* **Given problem 1**:
Count the lines in the entries that contain the string "equestrian", treating uppercase and lowercase as different, and reply with only the number.

* **Selected excerpt**:

Appeal from the Circuit Court of Cook county; the Hon. ROBERT JEROME DUNNE, Judge, presiding. Decree affirmed.


In this case the trial court in a declaratory judgment proceeding construed the provisions of a sublease from plaintiff to defendant Mansfield Building Corporation, leasing property at the northeast corner of State and Adams streets, Chicago. The court adopted the construction contended for by plaintiff, found against Mansfield, and entered an order requiring it to pay to plaintiff $8,889.27 plus costs of litigation including attorneys' fees, as provided by the lease. From this decree Mansfield has taken an appeal.

The defendant trustees of the estate of Rowe, ground lessors, own the fee and in 1944 leased the property for a term of approximately 99 years to DeMet's 143 S. State St. Inc. DeMet's assigned its interest to the 135 South State Street Corporation, whose name was later changed to C.N. Johnson Realty Corporation, the plaintiff. Plaintiff subleased the premises in question to Mansfield Building Corporation for a period from May 1, 1946 to July 31, 1993.

The only substantial issue is between plaintiff and Mansfield. It arises over the construction of a provision which allows Mansfield to deduct "excess taxes" (which we will later explain) from the rental to be paid. The same question arose between the ground lessors and the plaintiff and an agreement was reached between them by which plaintiff pays rental to the ground lessors on the same basis as it now seeks to have Mansfield account to it. The provisions of the ground lease are relevant to a construction of the sublease and for that reason the ground lessors have filed a brief in order, as they say, that the court may not by interpretation affect their interest. As our conclusions do not affect the ground lessors, we will not have occasion again to refer to their interest.

The ground lease provides that the lessee shall pay:

1. A fixed annual rental, payable in monthly installments,

2. All real estate taxes, and

3. A percentage rental, in addition to the fixed rental, of 4 per cent of the main floor retail sales in excess of $3,000,000 annually. We will call this "additional rental."

[Items from a data source]

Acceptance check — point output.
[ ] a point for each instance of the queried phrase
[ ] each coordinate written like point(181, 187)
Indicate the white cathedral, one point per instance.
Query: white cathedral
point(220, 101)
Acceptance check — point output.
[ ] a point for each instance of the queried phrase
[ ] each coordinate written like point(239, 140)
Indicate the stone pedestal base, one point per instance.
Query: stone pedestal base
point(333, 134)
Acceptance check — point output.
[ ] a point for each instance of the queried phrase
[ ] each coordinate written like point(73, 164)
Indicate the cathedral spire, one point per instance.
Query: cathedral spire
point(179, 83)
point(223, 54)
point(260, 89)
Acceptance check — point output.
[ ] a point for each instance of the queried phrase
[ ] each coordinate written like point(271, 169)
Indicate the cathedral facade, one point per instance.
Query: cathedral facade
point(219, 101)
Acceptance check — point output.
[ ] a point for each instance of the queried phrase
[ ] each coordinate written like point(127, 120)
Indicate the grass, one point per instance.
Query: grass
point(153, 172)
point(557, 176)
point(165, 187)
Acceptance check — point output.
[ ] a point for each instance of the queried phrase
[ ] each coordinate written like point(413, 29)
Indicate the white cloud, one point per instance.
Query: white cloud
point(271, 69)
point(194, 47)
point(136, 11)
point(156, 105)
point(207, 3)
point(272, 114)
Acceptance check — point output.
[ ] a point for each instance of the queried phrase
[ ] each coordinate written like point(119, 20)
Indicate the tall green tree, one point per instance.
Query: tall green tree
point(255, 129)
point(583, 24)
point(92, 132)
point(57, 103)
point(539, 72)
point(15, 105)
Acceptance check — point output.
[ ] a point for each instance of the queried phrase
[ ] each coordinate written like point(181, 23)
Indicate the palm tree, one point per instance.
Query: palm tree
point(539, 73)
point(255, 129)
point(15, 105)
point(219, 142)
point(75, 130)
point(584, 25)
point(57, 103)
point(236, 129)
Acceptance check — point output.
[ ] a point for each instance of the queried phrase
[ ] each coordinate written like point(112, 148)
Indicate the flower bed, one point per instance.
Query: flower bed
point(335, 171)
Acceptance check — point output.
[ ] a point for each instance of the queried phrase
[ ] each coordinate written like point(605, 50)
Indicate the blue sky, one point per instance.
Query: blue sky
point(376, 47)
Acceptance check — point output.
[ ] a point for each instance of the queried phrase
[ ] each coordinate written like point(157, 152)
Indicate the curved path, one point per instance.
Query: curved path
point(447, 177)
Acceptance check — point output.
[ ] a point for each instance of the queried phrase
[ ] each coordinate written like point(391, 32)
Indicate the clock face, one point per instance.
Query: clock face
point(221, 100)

* * *

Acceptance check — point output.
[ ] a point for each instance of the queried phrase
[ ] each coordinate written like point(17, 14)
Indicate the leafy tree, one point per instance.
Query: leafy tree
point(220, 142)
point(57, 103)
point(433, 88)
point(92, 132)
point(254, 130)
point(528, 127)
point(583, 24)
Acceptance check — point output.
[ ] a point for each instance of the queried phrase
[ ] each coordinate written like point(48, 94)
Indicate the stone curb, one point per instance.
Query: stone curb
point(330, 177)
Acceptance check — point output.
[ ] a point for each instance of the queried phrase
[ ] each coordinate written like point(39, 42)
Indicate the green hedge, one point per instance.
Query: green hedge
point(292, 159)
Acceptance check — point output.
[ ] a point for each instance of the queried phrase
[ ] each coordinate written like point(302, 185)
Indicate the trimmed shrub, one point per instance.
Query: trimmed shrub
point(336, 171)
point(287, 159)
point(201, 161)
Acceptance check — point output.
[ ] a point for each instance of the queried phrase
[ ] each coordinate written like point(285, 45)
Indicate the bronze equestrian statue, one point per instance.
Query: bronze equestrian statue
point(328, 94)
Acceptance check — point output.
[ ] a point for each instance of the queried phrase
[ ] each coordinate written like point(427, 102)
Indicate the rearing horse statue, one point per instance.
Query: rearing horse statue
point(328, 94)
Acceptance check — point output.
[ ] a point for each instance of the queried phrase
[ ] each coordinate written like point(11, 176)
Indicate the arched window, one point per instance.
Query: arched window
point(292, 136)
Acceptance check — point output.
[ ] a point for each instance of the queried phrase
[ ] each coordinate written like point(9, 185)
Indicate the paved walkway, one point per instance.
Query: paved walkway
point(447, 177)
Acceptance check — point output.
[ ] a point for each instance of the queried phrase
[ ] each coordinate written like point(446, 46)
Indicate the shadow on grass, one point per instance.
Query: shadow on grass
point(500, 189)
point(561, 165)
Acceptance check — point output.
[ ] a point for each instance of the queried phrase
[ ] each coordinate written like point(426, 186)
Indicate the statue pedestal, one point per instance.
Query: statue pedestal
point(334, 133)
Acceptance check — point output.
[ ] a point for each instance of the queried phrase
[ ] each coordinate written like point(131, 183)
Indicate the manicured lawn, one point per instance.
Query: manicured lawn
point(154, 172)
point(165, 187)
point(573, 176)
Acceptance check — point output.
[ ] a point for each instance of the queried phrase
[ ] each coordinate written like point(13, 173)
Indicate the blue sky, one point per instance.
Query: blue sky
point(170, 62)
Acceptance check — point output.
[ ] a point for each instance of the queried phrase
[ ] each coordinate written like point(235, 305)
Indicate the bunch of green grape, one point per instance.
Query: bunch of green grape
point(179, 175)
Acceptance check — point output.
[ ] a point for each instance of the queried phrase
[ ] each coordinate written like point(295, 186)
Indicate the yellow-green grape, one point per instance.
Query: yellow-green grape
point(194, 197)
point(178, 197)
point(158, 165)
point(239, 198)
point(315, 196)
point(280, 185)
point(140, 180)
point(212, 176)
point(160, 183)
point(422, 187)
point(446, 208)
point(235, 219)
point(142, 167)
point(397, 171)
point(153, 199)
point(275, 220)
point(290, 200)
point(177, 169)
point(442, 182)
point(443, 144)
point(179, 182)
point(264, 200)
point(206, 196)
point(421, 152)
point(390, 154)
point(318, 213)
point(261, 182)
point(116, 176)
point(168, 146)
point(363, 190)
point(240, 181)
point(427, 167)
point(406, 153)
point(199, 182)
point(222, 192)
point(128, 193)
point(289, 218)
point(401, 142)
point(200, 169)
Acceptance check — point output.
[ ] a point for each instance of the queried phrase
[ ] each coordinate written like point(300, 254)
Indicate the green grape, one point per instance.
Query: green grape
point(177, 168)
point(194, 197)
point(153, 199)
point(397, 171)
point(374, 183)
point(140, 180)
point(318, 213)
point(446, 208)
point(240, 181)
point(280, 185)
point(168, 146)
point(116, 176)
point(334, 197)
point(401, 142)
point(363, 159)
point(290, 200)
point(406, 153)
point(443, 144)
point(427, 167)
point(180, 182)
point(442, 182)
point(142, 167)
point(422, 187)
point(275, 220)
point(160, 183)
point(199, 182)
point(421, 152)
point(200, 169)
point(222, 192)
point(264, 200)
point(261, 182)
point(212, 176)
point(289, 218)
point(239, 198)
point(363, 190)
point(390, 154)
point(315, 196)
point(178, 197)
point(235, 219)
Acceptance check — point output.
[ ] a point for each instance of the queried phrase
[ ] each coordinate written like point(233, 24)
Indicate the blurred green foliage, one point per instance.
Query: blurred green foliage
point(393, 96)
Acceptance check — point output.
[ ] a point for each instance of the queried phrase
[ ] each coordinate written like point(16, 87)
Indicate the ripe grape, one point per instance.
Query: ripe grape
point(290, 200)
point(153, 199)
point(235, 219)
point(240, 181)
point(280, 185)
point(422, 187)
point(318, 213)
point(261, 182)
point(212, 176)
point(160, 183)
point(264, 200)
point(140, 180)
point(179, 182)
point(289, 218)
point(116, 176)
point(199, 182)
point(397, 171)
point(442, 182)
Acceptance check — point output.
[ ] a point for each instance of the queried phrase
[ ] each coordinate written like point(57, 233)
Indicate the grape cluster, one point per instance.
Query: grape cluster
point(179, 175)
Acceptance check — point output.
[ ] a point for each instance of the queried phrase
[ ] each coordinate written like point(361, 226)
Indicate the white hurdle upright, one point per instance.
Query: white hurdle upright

* **Given problem 2**:
In the court opinion above, for what period did the plaintiff sublease the premises to Mansfield Building Corporation?

* **Correct result 1**:
2

* **Correct result 2**:
From May 1, 1946 to July 31, 1993.